> Given task: Copy the entries in the stretch from the line containing "One point lands on each instance of the truck fender;" through the line containing "(1166, 378)", requests included, and shift every coordinate in the answers by adding 60 to both the x and y values. Leave the pictures out of your answer.

> Records for the task:
▼

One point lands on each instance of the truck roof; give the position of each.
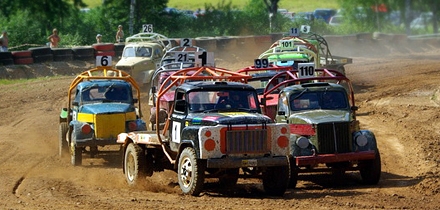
(214, 85)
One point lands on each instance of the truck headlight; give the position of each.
(302, 142)
(361, 140)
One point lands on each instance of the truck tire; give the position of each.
(190, 172)
(63, 145)
(134, 164)
(276, 180)
(75, 154)
(370, 170)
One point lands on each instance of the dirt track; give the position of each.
(398, 99)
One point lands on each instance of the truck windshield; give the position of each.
(205, 101)
(112, 93)
(318, 100)
(137, 52)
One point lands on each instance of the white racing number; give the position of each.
(204, 58)
(181, 57)
(261, 63)
(175, 133)
(306, 70)
(286, 44)
(294, 32)
(186, 42)
(147, 28)
(104, 60)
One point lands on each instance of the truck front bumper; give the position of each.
(94, 142)
(232, 162)
(334, 158)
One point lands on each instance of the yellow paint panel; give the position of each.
(83, 117)
(130, 116)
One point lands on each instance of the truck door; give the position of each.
(178, 117)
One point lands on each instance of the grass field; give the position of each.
(291, 5)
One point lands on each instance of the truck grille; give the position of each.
(334, 138)
(108, 126)
(246, 141)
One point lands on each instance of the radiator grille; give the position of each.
(334, 138)
(246, 141)
(108, 126)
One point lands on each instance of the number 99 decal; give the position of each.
(261, 63)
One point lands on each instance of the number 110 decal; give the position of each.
(306, 70)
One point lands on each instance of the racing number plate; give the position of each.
(249, 163)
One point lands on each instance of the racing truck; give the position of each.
(325, 135)
(100, 105)
(214, 129)
(142, 54)
(304, 53)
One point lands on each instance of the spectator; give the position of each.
(4, 42)
(120, 35)
(54, 38)
(99, 38)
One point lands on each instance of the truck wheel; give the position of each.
(63, 145)
(293, 174)
(75, 155)
(190, 172)
(341, 69)
(370, 170)
(93, 151)
(229, 178)
(134, 164)
(275, 180)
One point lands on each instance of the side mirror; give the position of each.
(263, 101)
(180, 105)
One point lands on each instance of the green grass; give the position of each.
(291, 5)
(92, 3)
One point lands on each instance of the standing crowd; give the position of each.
(54, 39)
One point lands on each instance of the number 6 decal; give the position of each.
(103, 60)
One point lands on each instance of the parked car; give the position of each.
(324, 14)
(336, 20)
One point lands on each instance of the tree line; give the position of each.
(31, 22)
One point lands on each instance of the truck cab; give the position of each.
(214, 129)
(325, 135)
(142, 55)
(101, 103)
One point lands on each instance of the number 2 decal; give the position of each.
(185, 42)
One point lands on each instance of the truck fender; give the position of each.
(371, 140)
(184, 144)
(147, 76)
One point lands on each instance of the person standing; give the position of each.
(99, 38)
(4, 40)
(120, 35)
(54, 38)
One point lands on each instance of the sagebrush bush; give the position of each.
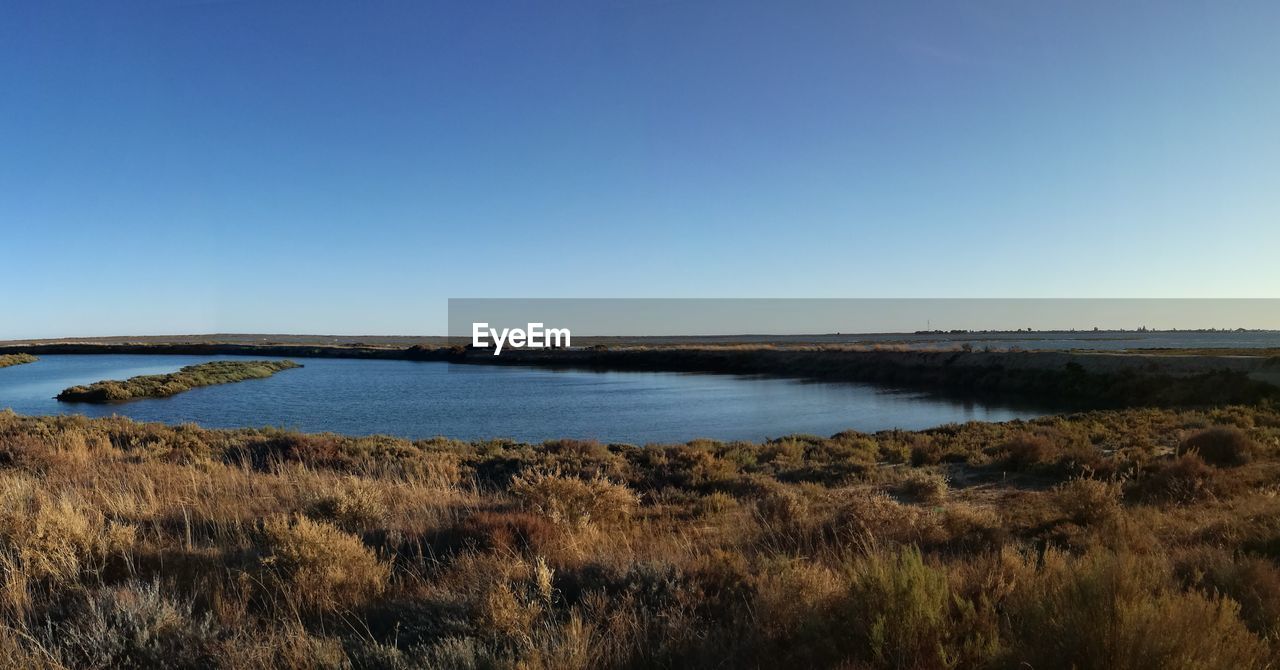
(1184, 478)
(1088, 501)
(1221, 446)
(572, 500)
(353, 505)
(1121, 611)
(929, 488)
(896, 611)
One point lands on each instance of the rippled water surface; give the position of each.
(417, 400)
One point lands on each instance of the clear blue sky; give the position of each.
(172, 167)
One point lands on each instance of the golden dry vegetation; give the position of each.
(1128, 539)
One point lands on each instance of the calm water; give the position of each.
(417, 400)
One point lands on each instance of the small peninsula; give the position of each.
(16, 359)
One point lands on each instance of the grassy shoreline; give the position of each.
(158, 386)
(8, 360)
(1134, 538)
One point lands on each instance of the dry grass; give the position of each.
(1102, 539)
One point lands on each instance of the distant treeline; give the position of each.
(1061, 378)
(158, 386)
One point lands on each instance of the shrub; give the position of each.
(54, 538)
(1027, 451)
(356, 505)
(571, 500)
(896, 610)
(133, 625)
(1120, 611)
(1088, 501)
(319, 566)
(1221, 446)
(1183, 479)
(929, 488)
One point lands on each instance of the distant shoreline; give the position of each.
(1064, 378)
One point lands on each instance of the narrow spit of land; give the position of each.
(8, 360)
(158, 386)
(1166, 378)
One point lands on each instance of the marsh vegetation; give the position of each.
(1137, 538)
(16, 359)
(158, 386)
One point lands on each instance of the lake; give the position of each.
(419, 400)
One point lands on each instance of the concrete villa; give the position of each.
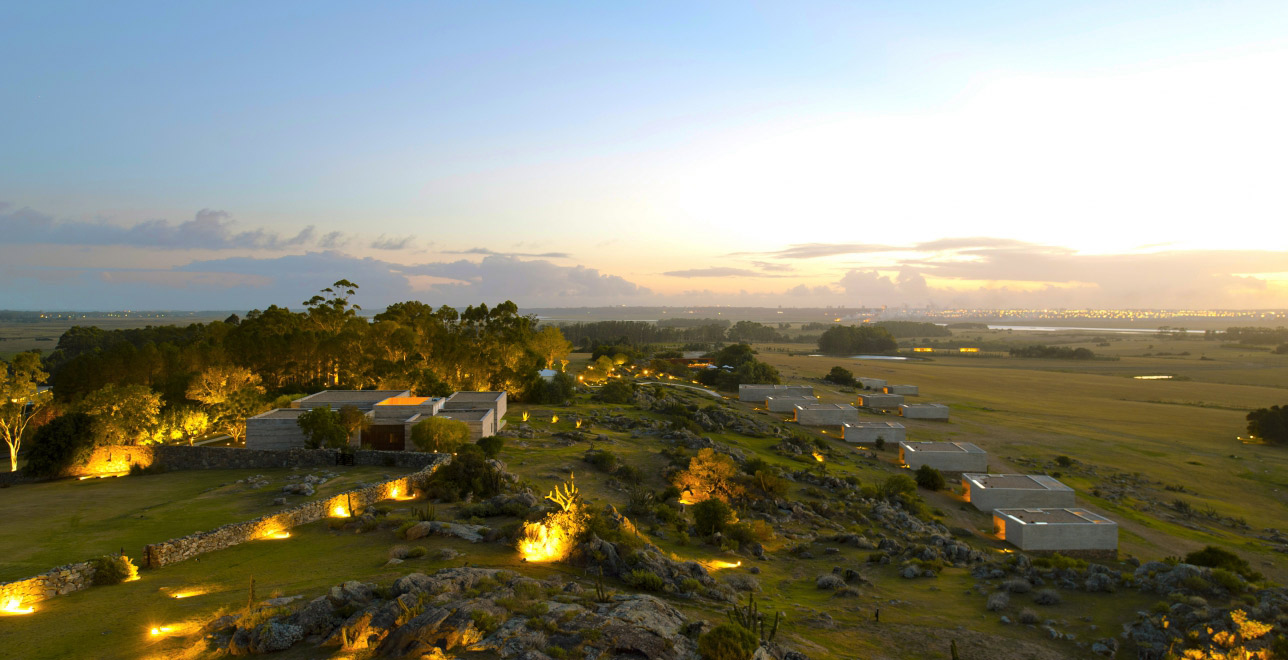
(908, 391)
(787, 402)
(826, 414)
(1058, 530)
(757, 393)
(946, 456)
(392, 414)
(880, 401)
(938, 411)
(1015, 491)
(868, 432)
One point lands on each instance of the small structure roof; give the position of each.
(942, 446)
(1054, 516)
(1015, 481)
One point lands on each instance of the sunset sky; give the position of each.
(236, 155)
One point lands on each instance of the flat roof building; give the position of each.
(946, 456)
(924, 411)
(826, 414)
(880, 401)
(1058, 530)
(359, 398)
(868, 432)
(1011, 491)
(757, 393)
(787, 402)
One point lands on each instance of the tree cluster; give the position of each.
(845, 339)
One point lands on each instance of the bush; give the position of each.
(998, 601)
(645, 579)
(1215, 557)
(113, 569)
(58, 445)
(491, 446)
(711, 516)
(1047, 597)
(728, 642)
(930, 478)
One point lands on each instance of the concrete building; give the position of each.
(826, 414)
(757, 393)
(276, 429)
(868, 432)
(787, 402)
(1058, 530)
(362, 400)
(946, 456)
(924, 411)
(493, 401)
(482, 422)
(880, 401)
(1015, 491)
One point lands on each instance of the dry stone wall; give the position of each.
(61, 580)
(235, 534)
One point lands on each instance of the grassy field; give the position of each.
(67, 521)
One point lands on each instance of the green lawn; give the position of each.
(67, 521)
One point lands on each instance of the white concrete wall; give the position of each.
(862, 435)
(826, 417)
(989, 499)
(786, 402)
(880, 401)
(924, 411)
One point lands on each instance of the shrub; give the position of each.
(113, 569)
(728, 642)
(645, 579)
(491, 446)
(1215, 557)
(711, 516)
(998, 601)
(930, 478)
(1047, 597)
(1016, 585)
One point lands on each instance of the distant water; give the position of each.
(1054, 329)
(862, 357)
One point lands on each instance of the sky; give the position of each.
(1015, 155)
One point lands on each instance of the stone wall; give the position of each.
(63, 579)
(120, 459)
(235, 534)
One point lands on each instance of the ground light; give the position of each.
(13, 606)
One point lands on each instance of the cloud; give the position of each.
(719, 272)
(814, 250)
(209, 230)
(493, 253)
(392, 242)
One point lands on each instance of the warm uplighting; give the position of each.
(715, 565)
(14, 607)
(551, 539)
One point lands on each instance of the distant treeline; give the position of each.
(1054, 352)
(848, 339)
(586, 335)
(907, 329)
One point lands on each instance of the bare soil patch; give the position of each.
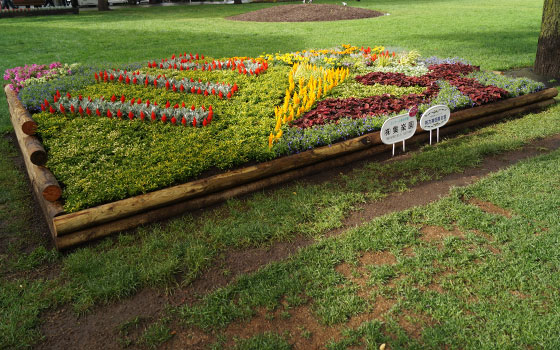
(306, 13)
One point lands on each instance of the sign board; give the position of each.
(435, 117)
(399, 128)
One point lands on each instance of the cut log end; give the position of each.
(38, 157)
(52, 193)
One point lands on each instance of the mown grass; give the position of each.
(497, 35)
(498, 284)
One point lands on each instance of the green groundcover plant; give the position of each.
(112, 132)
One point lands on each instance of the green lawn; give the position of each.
(496, 35)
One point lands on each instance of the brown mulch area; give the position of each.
(306, 13)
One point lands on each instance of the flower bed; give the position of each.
(117, 132)
(40, 11)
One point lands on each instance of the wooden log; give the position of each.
(23, 119)
(37, 153)
(49, 209)
(500, 106)
(127, 207)
(105, 229)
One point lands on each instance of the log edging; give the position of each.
(74, 228)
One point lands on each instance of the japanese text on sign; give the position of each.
(398, 129)
(435, 117)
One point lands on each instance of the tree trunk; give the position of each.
(103, 5)
(547, 62)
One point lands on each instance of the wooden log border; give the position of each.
(71, 229)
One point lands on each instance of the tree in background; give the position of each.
(548, 50)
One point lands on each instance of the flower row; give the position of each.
(452, 73)
(313, 83)
(183, 85)
(122, 108)
(20, 77)
(184, 62)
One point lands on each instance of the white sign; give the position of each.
(434, 118)
(399, 128)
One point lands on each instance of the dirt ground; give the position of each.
(306, 13)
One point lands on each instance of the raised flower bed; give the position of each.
(134, 144)
(38, 11)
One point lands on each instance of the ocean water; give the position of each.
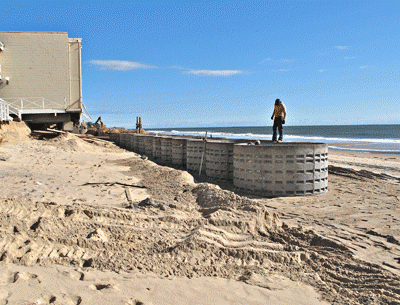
(362, 138)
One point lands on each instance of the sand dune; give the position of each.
(68, 234)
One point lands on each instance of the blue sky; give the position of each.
(223, 63)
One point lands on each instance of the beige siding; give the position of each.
(75, 73)
(40, 64)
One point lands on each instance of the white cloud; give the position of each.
(121, 65)
(214, 72)
(177, 67)
(265, 60)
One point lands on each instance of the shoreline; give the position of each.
(74, 218)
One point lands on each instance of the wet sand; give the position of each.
(69, 235)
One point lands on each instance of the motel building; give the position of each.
(41, 79)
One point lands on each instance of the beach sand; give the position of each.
(69, 234)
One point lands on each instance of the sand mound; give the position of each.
(14, 132)
(210, 195)
(69, 142)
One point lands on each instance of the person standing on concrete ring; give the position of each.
(280, 117)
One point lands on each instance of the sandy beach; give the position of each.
(69, 233)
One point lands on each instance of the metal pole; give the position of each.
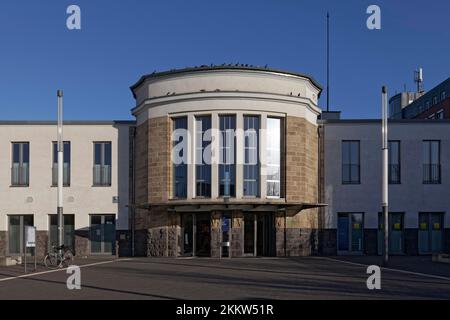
(60, 148)
(385, 174)
(328, 61)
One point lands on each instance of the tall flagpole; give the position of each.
(385, 185)
(60, 149)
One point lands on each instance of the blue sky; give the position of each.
(121, 40)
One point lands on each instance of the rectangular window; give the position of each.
(102, 163)
(431, 230)
(66, 166)
(69, 230)
(203, 161)
(394, 162)
(251, 158)
(20, 170)
(16, 229)
(273, 157)
(102, 234)
(179, 167)
(350, 162)
(227, 165)
(431, 162)
(350, 232)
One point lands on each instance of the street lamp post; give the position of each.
(384, 130)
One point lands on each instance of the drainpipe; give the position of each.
(132, 188)
(285, 182)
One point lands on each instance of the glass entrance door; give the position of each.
(187, 222)
(226, 235)
(250, 241)
(350, 233)
(430, 233)
(202, 234)
(265, 234)
(16, 229)
(103, 234)
(69, 230)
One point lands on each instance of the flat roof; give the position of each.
(221, 67)
(396, 121)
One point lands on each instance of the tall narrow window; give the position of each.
(394, 162)
(227, 165)
(251, 156)
(66, 166)
(102, 163)
(69, 230)
(179, 138)
(203, 160)
(273, 157)
(431, 162)
(20, 170)
(350, 162)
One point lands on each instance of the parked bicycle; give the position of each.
(61, 256)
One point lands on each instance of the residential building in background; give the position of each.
(434, 104)
(264, 173)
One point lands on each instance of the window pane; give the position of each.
(345, 152)
(107, 155)
(14, 235)
(434, 159)
(227, 169)
(350, 162)
(273, 154)
(16, 152)
(203, 167)
(98, 153)
(66, 152)
(251, 156)
(55, 152)
(180, 170)
(25, 153)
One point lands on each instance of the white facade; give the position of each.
(81, 198)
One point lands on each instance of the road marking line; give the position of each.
(390, 269)
(57, 270)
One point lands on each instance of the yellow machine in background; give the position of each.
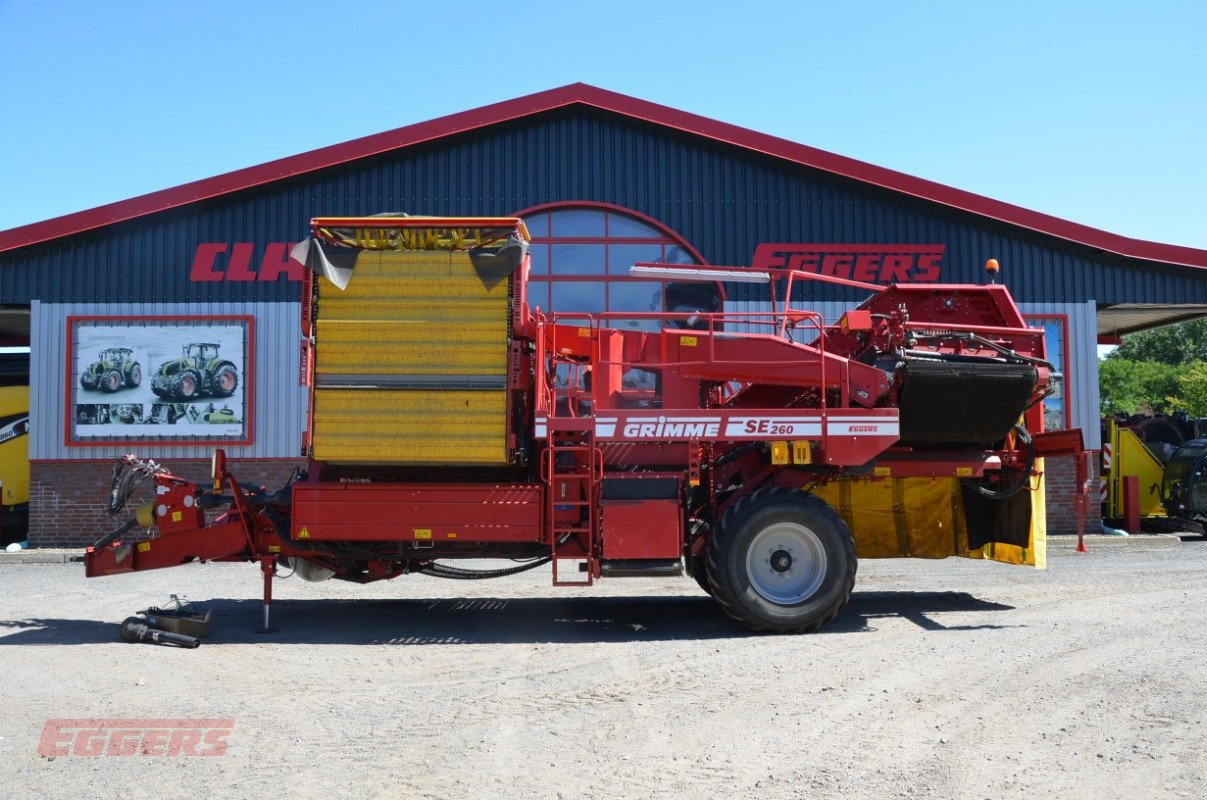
(1126, 455)
(15, 462)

▲

> Correct result:
One point lands on each instance of the truck fender; give the position of each.
(431, 200)
(244, 204)
(207, 136)
One point lands on each instance of the person standing; give the position of each.
(159, 98)
(64, 100)
(180, 95)
(114, 98)
One point lands on each instance of the sagebrush bush; give the position of each.
(1244, 538)
(1148, 561)
(1281, 506)
(632, 560)
(413, 565)
(1181, 671)
(989, 548)
(956, 671)
One point lands on each instance of the rippled water surface; give the position of each.
(477, 460)
One point lands on each instance of the clear blue sky; give the position of each.
(232, 227)
One point lands on each instance of the golden dry vegetation; give the position of each.
(1188, 599)
One point lands on each instance of the calm water; give the position of each.
(477, 460)
One point lands on each instance of the small peninsula; give the position of each.
(76, 419)
One point lands on each instance of the grassy shoreline; give the position of each.
(218, 446)
(68, 420)
(1194, 598)
One point lands on each instance of the dry grass; give the position of each.
(1162, 599)
One point lands on each instance of the distant treeline; give the position of each.
(1121, 438)
(218, 446)
One point lands on each instance of the shrub; give the position of each.
(114, 598)
(1087, 511)
(416, 565)
(631, 560)
(956, 670)
(193, 685)
(1180, 671)
(1148, 561)
(379, 626)
(1281, 506)
(1243, 539)
(989, 548)
One point lands on each instance of the distant shoreline; give the position of each.
(1124, 438)
One point lands on each instance of the narrow spit of land; give the position of each.
(68, 420)
(218, 446)
(1226, 438)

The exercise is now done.